(Given text)
RATS 10.1
RATS 10.1

The Finite Fourier transform of the series \(\{ X(t),t = 1, \ldots ,T\} \) is

\begin{equation} \tilde X\left( {{{2{\kern 1pt} {\kern 1pt} \pi {\kern 1pt} j} \mathord{\left/ {\vphantom {{2{\kern 1pt} {\kern 1pt} \pi {\kern 1pt} j} T}} \right. } T}} \right) = \sum\limits_{t = 1}^T {X\left( t \right)\exp \left( {{{ - 2\pi {\kern 1pt} ij{\kern 1pt} {\kern 1pt} \left( {t - 1} \right)} \mathord{\left/ {\vphantom {{ - 2\pi {\kern 1pt} ij{\kern 1pt} {\kern 1pt} \left( {t - 1} \right)} T}} \right. } T}} \right)} \end{equation}                    

The frequencies run from 0 to \(2\pi {{\left( {T - 1} \right)} \mathord{\left/{\vphantom {{\left( {T - 1} \right)} T}} \right.} T}\) by increments of \({{2\pi } \mathord{\left/{\vphantom {{2\pi } T}} \right.} T}\).

 

Note that this is sometimes defined using a \(1/\sqrt T \) multiplier (and \(1/\sqrt T \) also on the inverse transform). We have found that the formula above (with a \(1/T\) multiplier on the inverse) is more convenient as a different scale than \(1/\sqrt T \) often ends up being needed. The instruction FFT computes the Fourier transform and IFT computes its inverse.

 

RATS uses a Fast Fourier transform algorithm which can transform series of any length, although it is much faster for lengths which are products of powers of two, three and five. It's a general complex FT, so you can apply it to any series, not just real-valued series.

 

Frequency and Entry Mappings

Different ways of mapping entries to frequencies and back are used in spectral analysis packages. We have chosen the above because our primary interest is in (one-sided) time series data. It means, however, that if you are interested in two-sided sequences (such as the covariogram, or a two-sided distributed lag), you have to do some rearranging.

 

The two-sided finite sequence

 

\(\left\{ {x_{ - N} ,x_{ - N + 1} , \ldots ,x_{ - 1} ,x_0 ,x_1 , \ldots ,x_N } \right\}\)

 

is represented in this mapping as the one-sided series

 

\(\left\{ {x_0 ,x_1 , \ldots ,x_N ,x_{ - N} ,x_{ - N + 1} , \ldots ,x_{ - 1} } \right\}\)

          

This is true whether you are inputting the sequence to FFT or getting output from IFT. For instance, if you compute a covariogram by inverse transforming the periodogram, lag 0 (the variance) will be in entry 1, lag 1 in entry 2, etc., and lag –1 (which is identical to lag 1) will be in the last entry, lag –2 in the second to last, etc. The procedure @CSERIESSYMM can be used to properly symmetrize a series. For instance, this sets up a triangular window by defining the front end, then symmetrizing:

 

cset 2 1 320 = %if(t<=k,1-(t-1)/k,0.0)

@cseriessymm 2

 

Preparation of Data

Most data used in spectral analysis are prepared in the time domain and then copied to the frequency domain using the instruction RTOC (Real TO Complex). Frequency domain techniques are among the fussiest of all time series techniques concerning data preparation. Applying FFT and IFT in succession will reproduce any series, no matter how non-stationary, but almost any real work done in the frequency domain will require some calculations which are sensitive to improper differencing or detrending.

(Exercise instructions)
**A)** In the RATS Fourier transform text, why is the transform defined without the 1/√T multiplier, with a 1/T multiplier on the inverse? Answer in one to three sentences.
**B)** Pick up the RATS Fourier transform text after its final sentence and carry it forward.

(Data listing)
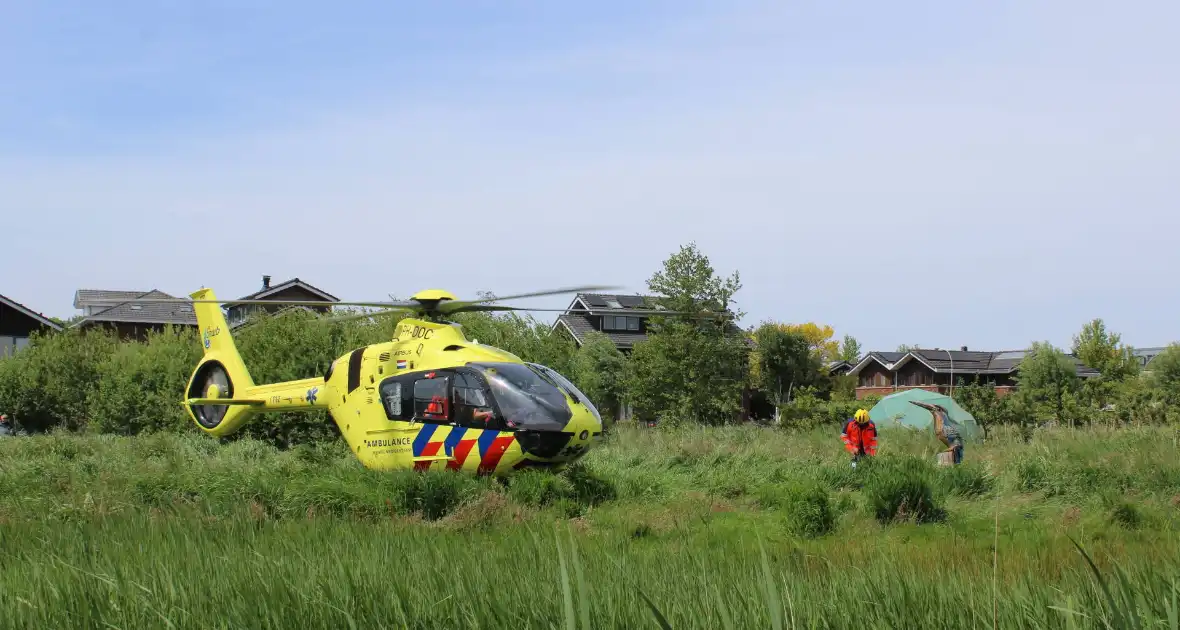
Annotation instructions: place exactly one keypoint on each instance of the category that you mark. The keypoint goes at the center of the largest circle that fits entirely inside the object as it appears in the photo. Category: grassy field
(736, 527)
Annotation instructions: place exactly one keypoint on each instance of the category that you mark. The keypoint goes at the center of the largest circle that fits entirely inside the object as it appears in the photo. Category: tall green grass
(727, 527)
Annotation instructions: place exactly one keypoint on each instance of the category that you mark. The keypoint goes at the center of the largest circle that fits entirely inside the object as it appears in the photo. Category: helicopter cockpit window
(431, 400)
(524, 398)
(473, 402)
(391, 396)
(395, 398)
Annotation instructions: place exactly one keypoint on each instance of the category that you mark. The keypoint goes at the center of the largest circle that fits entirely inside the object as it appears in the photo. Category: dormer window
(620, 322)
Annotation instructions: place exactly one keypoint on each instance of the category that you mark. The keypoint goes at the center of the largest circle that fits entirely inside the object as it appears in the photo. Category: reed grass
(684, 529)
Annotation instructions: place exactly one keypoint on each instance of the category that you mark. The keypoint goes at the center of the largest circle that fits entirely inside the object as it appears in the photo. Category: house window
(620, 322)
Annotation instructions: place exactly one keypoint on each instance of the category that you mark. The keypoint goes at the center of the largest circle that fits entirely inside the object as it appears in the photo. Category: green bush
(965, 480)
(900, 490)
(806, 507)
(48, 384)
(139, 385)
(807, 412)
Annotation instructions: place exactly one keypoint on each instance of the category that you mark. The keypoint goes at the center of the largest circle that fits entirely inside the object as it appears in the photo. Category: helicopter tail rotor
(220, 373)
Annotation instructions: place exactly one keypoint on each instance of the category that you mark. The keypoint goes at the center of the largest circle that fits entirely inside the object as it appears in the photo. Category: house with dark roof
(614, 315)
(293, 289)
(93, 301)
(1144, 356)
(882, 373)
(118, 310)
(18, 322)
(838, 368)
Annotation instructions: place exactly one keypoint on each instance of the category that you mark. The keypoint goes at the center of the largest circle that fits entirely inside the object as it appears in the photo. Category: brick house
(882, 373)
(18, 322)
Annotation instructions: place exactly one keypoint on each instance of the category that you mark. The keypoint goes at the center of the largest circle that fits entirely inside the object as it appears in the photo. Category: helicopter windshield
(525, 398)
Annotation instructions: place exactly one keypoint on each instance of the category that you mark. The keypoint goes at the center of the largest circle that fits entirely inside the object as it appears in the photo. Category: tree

(Task-by-task outputs)
**A)** The text finds that formula more convenient, because a scale other than 1/√T often ends up being needed anyway.

**B)**
 

There are two technical reasons for this:

Finite Fourier methods treat the data (in effect) as being periodic with period T, where T is the number of data points. Thus, the point “before” entry 1 is entry T. Clearly, if a series has a trend, it can’t be reasonably represented in such a fashion.

The statistical properties of spectral estimators break down when the series does not have a well-behaved spectral density.

 

Thus, whenever the method you are using requires you to take the spectrum of a series, you should make sure:

the series is properly differenced (usually with DIFFERENCE or SET) or detrended.

the series has a mean of zero, or close to it.

 

Padding

The length on the FREQUENCY instruction is usually chosen to be a convenient number of frequencies for Fourier analysis. The extra length beyond the actual number of data points is the padding. These extra entries are set to zero when you transfer data using RTOC. There are two considerations in choosing length:

The exact seasonal frequencies are included if the number of frequencies is a multiple of the number of periods per year. For example, with quarterly data, make sure you use a number divisible by 4, with monthly, divisible by 12, with business day, divisible by 5.

The Fourier transforms (instructions FFT, IFT and TRFUNC) are much faster for series lengths which have small prime factors (2,3 and 5) than for lengths which are products of large primes. For instance, applying FFT to length \(1024 = 2^{10} \) is roughly 40 times faster than applying it to \(1023 = 3 \times 11 \times 31\). Given the speed of modern computers, this is only a minor consideration if you are just applying the Fourier transform a few times. However, if the Fourier transform is part of a function evaluation for non-linear estimation, a timing gap like that can be quite significant.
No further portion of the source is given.